TASK DETAILS
Retype every record exactly as it appears.

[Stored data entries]
########

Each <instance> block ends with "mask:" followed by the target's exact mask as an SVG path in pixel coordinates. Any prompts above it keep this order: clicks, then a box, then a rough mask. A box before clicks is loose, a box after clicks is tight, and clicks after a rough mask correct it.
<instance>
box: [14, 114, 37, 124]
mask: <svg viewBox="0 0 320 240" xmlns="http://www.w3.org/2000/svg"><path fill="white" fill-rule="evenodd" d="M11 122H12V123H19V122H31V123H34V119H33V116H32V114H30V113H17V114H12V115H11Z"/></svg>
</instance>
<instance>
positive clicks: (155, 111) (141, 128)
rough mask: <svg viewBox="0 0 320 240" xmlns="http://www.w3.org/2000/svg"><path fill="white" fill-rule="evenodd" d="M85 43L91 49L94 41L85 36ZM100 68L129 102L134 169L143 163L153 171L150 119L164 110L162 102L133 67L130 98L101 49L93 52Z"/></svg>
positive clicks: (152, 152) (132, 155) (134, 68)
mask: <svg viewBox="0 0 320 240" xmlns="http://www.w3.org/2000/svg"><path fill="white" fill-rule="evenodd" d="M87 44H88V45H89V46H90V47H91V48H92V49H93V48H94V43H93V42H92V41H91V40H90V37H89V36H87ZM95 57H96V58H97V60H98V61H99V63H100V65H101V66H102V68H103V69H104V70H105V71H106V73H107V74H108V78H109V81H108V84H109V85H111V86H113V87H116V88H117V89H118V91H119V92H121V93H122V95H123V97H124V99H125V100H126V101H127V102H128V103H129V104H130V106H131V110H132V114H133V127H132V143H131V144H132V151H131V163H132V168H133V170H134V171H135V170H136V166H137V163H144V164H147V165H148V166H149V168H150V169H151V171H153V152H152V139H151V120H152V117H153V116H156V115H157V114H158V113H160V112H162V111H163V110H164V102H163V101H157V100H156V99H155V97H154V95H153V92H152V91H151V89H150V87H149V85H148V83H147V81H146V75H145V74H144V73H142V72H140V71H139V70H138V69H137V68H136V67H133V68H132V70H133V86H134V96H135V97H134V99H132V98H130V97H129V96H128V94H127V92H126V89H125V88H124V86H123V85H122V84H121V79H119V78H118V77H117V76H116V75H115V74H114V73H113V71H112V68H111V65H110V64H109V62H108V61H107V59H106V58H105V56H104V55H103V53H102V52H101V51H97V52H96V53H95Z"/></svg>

########

TASK RESPONSE
Each <instance> block ends with "mask:" followed by the target's exact mask as an SVG path in pixel coordinates. Any prompts above it keep this order: clicks, then a box, then a rough mask. A box before clicks is loose, a box after clicks is tight, and clicks after a rough mask correct it.
<instance>
box: [14, 114, 37, 124]
mask: <svg viewBox="0 0 320 240" xmlns="http://www.w3.org/2000/svg"><path fill="white" fill-rule="evenodd" d="M11 122H12V123H19V122H31V123H34V119H33V116H32V114H30V113H17V114H12V115H11Z"/></svg>
</instance>
<instance>
positive clicks: (155, 111) (141, 128)
rough mask: <svg viewBox="0 0 320 240" xmlns="http://www.w3.org/2000/svg"><path fill="white" fill-rule="evenodd" d="M85 43L91 49L94 41L85 36ZM100 68L129 102L134 169L143 163L153 171L150 119L164 110L162 102L133 67L130 98L101 49L93 52Z"/></svg>
positive clicks: (152, 152) (132, 155) (134, 68)
mask: <svg viewBox="0 0 320 240" xmlns="http://www.w3.org/2000/svg"><path fill="white" fill-rule="evenodd" d="M87 44H88V45H89V46H90V47H91V48H92V49H93V48H94V43H93V42H92V41H91V40H90V37H89V36H87ZM95 57H96V58H97V60H98V61H99V63H100V65H101V66H102V68H103V69H104V70H105V71H106V73H107V74H108V78H109V81H108V84H109V85H111V86H113V87H116V88H117V89H118V91H119V92H121V93H122V95H123V97H124V99H125V100H126V101H127V102H128V103H129V104H130V106H131V110H132V114H133V127H132V143H131V144H132V151H131V163H132V168H133V170H134V171H135V170H136V166H137V163H144V164H147V165H148V166H149V168H150V169H151V171H153V152H152V139H151V120H152V117H153V116H156V115H157V114H158V113H160V112H162V111H163V110H164V102H163V101H157V100H156V99H155V97H154V95H153V92H152V91H151V89H150V87H149V85H148V83H147V81H146V75H145V74H144V73H142V72H140V71H139V70H138V69H137V68H136V67H133V68H132V70H133V86H134V96H135V97H134V99H132V98H130V97H129V96H128V94H127V92H126V89H125V88H124V86H123V85H122V84H121V79H119V78H118V77H117V76H116V75H115V74H114V73H113V71H112V68H111V65H110V64H109V62H108V61H107V59H106V58H105V56H104V55H103V53H102V52H101V51H97V52H96V53H95Z"/></svg>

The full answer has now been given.